— START OF DATASET EXCERPTS —

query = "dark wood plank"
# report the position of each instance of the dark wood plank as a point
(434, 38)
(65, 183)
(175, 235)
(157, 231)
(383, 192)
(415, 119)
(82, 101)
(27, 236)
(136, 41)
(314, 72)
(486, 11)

— END OF DATASET EXCERPTS —

## PROBLEM TO WORK ON
Rewrite the lines of the records above as a numbered list, one item per line, and omit any blank lines.

## SOLUTION FOR THIS PROBLEM
1. query = "dark wood plank"
2. # report the position of each instance of the dark wood plank as a point
3. (434, 38)
4. (65, 183)
5. (175, 235)
6. (157, 231)
7. (383, 192)
8. (415, 119)
9. (82, 101)
10. (27, 236)
11. (136, 41)
12. (314, 72)
13. (486, 11)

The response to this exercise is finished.